▶ [GOAL]: Copy out the material below word for word, leaving out the pictures.

---- INPUT DATA

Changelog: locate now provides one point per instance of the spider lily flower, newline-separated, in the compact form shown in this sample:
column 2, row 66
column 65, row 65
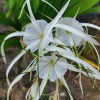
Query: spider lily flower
column 33, row 90
column 28, row 69
column 33, row 34
column 53, row 68
column 50, row 26
column 31, row 37
column 68, row 38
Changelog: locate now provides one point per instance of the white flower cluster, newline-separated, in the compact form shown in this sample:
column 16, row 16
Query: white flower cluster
column 55, row 42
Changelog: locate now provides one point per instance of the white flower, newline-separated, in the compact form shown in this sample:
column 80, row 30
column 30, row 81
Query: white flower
column 67, row 37
column 52, row 65
column 36, row 33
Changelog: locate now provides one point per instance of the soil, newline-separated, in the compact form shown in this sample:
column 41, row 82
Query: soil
column 19, row 90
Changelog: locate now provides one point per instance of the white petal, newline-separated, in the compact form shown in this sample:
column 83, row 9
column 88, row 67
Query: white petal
column 50, row 5
column 77, row 32
column 90, row 25
column 17, row 58
column 51, row 25
column 7, row 37
column 15, row 81
column 40, row 91
column 30, row 10
column 53, row 48
column 34, row 89
column 22, row 9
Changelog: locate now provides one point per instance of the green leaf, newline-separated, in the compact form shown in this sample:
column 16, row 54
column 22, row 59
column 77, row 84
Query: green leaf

--------

▶ [REPLY TO THE EXERCISE]:
Changelog: locate now provides one point per instance of the spider lily flower, newline-separated, in the compact form shown in this sample:
column 2, row 66
column 65, row 65
Query: spider lily flower
column 33, row 90
column 28, row 69
column 33, row 34
column 53, row 68
column 50, row 26
column 31, row 37
column 68, row 38
Changelog: locate now provides one point per instance of the white flower cluster, newline-separated, in the compact form shown in this sample:
column 16, row 16
Query: white flower cluster
column 55, row 42
Changelog: locate now provides one point per instance of the white flower, newline-separated, in the compact form shown in this sample:
column 80, row 30
column 30, row 81
Query: white flower
column 67, row 37
column 52, row 65
column 36, row 33
Changelog: locate now provides one point per instance of the soil, newline-separated, in the compact form shown in this sample:
column 41, row 82
Query: soil
column 19, row 90
Changelog: locate now provides one point per instance of the white petal, newline-separated, in the compact form shown in this sample:
column 83, row 9
column 88, row 67
Query: white petal
column 50, row 5
column 77, row 32
column 90, row 25
column 17, row 58
column 51, row 25
column 7, row 37
column 15, row 81
column 40, row 91
column 30, row 10
column 53, row 48
column 34, row 89
column 22, row 9
Changelog: locate now provides one point per instance of the green leaf, newline-separated, in the compact form shown in this sample:
column 16, row 54
column 22, row 59
column 77, row 84
Query: green leaf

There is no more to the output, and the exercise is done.